● QUOTED PASSAGE

* * *

An error in a mobile translation application recently prompted a 35-year-old Chinese man in Jeongeup, North Jeolla Province, to murder a Korean resident.
On Sunday, the Jeonju District Court delivered a 20-year prison term to the foreigner charged with killing his female coworker’s Korean husband, according to court officials.
It was the Korean term “agassi” that triggered a fistfight between the two men of different nationalities, which eventually turned deadly.
On Sept. 6 last year, at around 10:00 p.m., the Chinese national turned on the Chinese-to-Korean mobile translation app while drinking with the couple and said, “Let’s hang out with sister (his female coworker) again some other time,” in his mother tongue.
Both Koreans and Chinese use familial titles for people older than them. In Korean, when addressing women, there is the title for “older sister”which has two versions based on gender. Men would address older women as “noona,” while women would address older women as “unnie.” When addressing men, there are two terms for “older brother.” Women would address older men as “oppa,” while men would address older men as “hyung.”
In Chinese, the terms include “jiejie” for females and “gege” for males.
But as soon as the mobile app translated the Chinese term “jiejie” into “agassi” instead of “noona,” the husband got outraged and started to punch the Chinese man in the face several times.

* * *

● DATASET CONTENT
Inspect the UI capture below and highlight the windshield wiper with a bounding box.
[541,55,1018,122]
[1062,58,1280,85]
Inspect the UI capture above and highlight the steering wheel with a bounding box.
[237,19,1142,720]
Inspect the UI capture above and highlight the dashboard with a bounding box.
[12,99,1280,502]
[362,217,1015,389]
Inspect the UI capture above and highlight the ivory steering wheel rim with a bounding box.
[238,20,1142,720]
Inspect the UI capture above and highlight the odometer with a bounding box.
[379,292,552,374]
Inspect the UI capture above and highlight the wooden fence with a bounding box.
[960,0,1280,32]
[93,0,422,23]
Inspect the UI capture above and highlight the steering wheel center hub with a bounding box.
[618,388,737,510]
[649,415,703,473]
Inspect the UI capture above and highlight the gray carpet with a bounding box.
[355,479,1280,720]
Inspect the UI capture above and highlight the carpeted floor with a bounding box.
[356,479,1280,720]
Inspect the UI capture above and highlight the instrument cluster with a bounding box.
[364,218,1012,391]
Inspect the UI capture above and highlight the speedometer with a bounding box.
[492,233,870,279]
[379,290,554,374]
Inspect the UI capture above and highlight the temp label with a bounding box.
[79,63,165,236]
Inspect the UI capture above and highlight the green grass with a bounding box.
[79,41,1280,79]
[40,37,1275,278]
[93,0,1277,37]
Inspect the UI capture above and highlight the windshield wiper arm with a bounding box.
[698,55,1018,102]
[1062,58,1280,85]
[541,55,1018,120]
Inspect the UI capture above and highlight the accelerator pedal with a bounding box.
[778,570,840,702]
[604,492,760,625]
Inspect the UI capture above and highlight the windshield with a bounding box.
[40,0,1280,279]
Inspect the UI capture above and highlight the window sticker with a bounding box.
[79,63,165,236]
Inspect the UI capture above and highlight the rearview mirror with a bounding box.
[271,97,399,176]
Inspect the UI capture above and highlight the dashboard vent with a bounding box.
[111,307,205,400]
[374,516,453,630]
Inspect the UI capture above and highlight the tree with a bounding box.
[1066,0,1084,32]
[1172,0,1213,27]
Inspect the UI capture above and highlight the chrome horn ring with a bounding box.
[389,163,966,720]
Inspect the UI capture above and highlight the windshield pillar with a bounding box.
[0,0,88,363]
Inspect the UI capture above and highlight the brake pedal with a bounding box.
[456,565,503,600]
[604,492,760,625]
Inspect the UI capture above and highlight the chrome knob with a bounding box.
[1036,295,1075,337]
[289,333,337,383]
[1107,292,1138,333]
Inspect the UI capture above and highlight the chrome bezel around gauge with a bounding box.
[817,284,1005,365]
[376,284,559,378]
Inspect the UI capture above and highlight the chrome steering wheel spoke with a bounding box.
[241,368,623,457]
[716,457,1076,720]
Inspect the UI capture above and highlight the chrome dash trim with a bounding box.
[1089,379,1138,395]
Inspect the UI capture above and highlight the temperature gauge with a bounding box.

* * *

● TO DO
1. List every Korean familial title mentioned in the article on the translation-app killing.
2. Explain why, according to the article on the translation-app killing, the husband started hitting the Chinese man.
3. Continue the article on the translation-app killing from its last sentence.

● ANSWERS TO THIS EXERCISE
1. noona, unnie, oppa, hyung

2. The mobile app translated the Chinese term "jiejie" into "agassi" instead of "noona." That outraged the husband, and he punched the Chinese man in the face several times.

3.
To avenge the humiliation he received in front of his coworker, the foreign national stabbed the Korean man to death near the victim’s house at around 2:00 a.m. the next day. The Korean man was taken to a hospital but died a short time later. The murderer turned himself in to police. So what’s wrong with “agassi”?
According to the dictionary of standard South Korean language, the term “agassi” has three definitions.
First, it refers to a young, unmarried woman. In general, single women in their late 20s or 30s are called agassi in Korea.
The term is also used to describe a husband’s younger sister, regardless of her marital status.
Meanwhile, in traditional hierarchical Korean society, it indicates a single woman of noble blood.
By definition, it seems appropriate to use the term to refer to noble young ladies or to a man’s female siblings. But in some cases, it represents a group of women working for clubs, bars, room salons and other nightlife establishments.
For instance, when you’re having a drink with friends at a bar, the term is likely to refer to the female bar hostess or women offering sexual services.
This explains why the Korean victim felt insulted when the murderer called his wife “sister” in Chinese, which was translated into “agassi” by the mobile translation app.
Following the latest murder case caused by a language barrier, some foreigners have begun to learn the social context of Korean words.
“Besides ‘agassi,’ there are some slang terms that describe certain groups of people like ‘ajae,” referring to middle aged men. I plan to spend more time on understanding the socially agreed-upon meanings of Korean words to prevent misunderstandings,” said Dave, a 26-year-old British graduate student at the Hankuk University of Foreign Studies, who studies Korean language and culture.